**Source text:**
* * *
Sununu, who ran as a pro-choice Republican, said the bill “has nothing to do with being pro-choice or pro-life.”

“It provides security and addresses injustice for women who may have been in abusive situations or situations that resulted in the death of a fetus,” he said.

State lawmakers nicknamed the legislation “Griffin’s Bill” after a late-term unborn baby boy who died as a result of a vehicle accident in 2013 in North Strafford, New Hampshire. According to the report, Griffin’s mother, Ashlyn Rideout, was seven months pregnant with him when the accident, caused by a driver who ran a stop sign, led to her son’s death. Rideout survived.

Because there were no laws in place that recognized Griffin as a second victim in the accident, the driver did not face any charges related to the boy’s death, the report states.

A few states still do not provide justice for unborn victims of violence. In 2015, Colorado lawmakers rejected a bill to protect unborn victims in their state.

The bill was prompted by a gruesome crime involving Dynel Catrece Lane, who was arrested and later convicted for attacking a pregnant woman and cutting her 7-month-old unborn baby from her womb. In this unbelievable act of violence, the baby died but the mother, Michelle Wilkins, survived.

In 2016, a judge sentenced Lane to 100 years of prison for assaulting and attempting to murder Wilkins, but Lane did not face charges for Wilkins’ unborn daughter’s death.
* * *
**Data excerpts:**

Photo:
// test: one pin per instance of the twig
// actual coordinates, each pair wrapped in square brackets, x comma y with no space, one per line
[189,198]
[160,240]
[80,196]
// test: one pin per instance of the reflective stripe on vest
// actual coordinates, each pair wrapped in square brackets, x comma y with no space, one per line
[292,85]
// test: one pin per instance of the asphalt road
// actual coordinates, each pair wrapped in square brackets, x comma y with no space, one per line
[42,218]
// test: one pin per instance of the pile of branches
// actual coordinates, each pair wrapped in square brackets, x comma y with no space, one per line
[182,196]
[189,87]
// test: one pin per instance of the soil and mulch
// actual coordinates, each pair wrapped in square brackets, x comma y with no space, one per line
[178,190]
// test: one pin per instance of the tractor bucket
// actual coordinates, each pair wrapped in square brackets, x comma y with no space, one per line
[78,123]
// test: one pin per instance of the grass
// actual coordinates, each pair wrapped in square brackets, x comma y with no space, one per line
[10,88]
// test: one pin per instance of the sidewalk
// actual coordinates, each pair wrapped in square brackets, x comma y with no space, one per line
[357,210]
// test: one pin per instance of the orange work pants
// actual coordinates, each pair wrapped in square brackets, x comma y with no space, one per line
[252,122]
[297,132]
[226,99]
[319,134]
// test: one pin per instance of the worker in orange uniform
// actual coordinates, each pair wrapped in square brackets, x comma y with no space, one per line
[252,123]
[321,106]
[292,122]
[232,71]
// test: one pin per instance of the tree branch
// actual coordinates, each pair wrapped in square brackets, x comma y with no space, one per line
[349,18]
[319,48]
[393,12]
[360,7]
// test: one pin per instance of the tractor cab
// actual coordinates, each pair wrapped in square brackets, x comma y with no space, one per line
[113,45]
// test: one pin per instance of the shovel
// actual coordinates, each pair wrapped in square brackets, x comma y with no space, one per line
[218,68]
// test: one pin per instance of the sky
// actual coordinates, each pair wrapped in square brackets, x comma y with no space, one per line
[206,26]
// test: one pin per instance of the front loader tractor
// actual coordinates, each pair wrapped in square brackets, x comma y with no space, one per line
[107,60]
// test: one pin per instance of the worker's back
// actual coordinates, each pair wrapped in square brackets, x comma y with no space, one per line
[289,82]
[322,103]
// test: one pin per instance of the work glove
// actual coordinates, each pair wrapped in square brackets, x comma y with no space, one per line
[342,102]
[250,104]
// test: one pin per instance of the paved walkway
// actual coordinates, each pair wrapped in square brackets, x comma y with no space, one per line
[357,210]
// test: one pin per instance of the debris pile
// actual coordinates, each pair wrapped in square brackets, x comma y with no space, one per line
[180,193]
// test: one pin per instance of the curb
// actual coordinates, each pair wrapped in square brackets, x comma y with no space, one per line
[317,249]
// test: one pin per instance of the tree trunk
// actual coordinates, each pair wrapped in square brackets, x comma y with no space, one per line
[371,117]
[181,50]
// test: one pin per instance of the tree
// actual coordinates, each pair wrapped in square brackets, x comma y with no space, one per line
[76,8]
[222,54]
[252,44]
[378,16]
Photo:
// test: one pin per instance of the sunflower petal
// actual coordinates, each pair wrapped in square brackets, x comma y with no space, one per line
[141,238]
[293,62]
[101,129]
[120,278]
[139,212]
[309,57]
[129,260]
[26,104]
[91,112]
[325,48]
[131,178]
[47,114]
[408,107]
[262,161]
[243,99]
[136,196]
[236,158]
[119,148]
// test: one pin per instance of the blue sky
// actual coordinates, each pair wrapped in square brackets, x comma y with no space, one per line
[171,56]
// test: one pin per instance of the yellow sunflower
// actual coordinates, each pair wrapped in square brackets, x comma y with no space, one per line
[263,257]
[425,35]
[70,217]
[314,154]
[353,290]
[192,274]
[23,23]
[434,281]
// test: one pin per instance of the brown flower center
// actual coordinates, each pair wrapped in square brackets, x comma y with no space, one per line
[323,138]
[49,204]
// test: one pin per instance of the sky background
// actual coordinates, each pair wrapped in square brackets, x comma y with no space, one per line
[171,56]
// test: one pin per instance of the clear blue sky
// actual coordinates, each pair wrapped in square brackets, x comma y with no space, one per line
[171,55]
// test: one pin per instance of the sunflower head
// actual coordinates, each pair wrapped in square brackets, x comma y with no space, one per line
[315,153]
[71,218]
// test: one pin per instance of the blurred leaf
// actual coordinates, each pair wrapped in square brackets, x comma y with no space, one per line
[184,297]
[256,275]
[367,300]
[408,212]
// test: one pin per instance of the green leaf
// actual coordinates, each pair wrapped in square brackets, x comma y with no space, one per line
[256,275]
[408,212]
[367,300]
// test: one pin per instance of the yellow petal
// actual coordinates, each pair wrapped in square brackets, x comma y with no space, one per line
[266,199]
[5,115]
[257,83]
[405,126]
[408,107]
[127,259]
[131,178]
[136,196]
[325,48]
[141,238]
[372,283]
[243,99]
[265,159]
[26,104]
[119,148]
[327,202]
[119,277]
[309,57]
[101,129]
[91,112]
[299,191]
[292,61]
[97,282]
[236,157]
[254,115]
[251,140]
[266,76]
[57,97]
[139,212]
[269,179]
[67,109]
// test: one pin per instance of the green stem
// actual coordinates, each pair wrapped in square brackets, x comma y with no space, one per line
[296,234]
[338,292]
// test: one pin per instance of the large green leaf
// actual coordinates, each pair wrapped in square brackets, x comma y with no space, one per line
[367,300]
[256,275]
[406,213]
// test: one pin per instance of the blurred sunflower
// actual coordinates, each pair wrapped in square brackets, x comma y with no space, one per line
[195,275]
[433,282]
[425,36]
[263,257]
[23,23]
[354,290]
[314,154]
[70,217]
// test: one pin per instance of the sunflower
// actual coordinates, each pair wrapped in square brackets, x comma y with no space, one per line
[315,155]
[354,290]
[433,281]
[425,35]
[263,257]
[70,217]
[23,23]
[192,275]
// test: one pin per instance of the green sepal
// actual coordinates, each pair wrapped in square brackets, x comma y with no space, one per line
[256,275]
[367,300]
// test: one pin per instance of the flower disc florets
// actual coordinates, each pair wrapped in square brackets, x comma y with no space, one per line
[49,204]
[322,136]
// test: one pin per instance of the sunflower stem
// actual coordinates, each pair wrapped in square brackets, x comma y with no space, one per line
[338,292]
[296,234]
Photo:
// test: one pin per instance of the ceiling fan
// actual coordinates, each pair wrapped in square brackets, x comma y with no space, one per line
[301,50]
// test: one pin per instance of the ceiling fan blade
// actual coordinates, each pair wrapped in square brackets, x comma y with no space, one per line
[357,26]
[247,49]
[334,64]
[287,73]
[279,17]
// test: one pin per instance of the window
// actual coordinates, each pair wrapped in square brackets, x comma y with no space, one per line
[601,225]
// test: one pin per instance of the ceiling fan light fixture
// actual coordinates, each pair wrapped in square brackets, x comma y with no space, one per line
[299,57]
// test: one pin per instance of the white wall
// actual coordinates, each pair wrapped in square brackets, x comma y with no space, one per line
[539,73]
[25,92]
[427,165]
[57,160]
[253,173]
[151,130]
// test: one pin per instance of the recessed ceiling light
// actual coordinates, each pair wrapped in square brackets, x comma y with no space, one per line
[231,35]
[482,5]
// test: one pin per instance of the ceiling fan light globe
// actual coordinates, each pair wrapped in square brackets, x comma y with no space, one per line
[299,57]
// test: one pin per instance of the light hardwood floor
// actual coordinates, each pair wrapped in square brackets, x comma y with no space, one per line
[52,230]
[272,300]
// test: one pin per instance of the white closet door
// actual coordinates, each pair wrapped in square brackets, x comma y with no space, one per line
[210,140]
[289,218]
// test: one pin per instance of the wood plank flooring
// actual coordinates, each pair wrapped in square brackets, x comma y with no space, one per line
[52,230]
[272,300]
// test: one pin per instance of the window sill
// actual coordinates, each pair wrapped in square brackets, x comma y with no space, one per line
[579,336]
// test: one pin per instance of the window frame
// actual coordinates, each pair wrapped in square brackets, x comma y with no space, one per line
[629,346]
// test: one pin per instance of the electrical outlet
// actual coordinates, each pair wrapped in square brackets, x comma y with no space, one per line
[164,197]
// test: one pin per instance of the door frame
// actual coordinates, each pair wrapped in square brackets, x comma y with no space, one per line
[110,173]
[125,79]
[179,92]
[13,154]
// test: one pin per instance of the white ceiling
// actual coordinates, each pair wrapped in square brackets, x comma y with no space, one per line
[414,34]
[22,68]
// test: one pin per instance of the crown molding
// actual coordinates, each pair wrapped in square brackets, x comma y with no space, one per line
* * *
**Exercise tasks:**
a: Condense the paragraph of the article that begins "State lawmakers nicknamed the legislation" into two shorter sentences, keeping its main facts.
b: Transcribe the part of the article starting with "The bill was" and going on through "unborn daughter’s death.".

**Solutions to the tasks:**
a: Lawmakers named the legislation "Griffin's Bill" after a late-term unborn boy who died in a 2013 vehicle accident in North Strafford, New Hampshire, caused by a driver who ran a stop sign. His mother, Ashlyn Rideout, was seven months pregnant at the time and survived.

b:
The bill was prompted by a gruesome crime involving Dynel Catrece Lane, who was arrested and later convicted for attacking a pregnant woman and cutting her 7-month-old unborn baby from her womb. In this unbelievable act of violence, the baby died but the mother, Michelle Wilkins, survived.

In 2016, a judge sentenced Lane to 100 years of prison for assaulting and attempting to murder Wilkins, but Lane did not face charges for Wilkins’ unborn daughter’s death.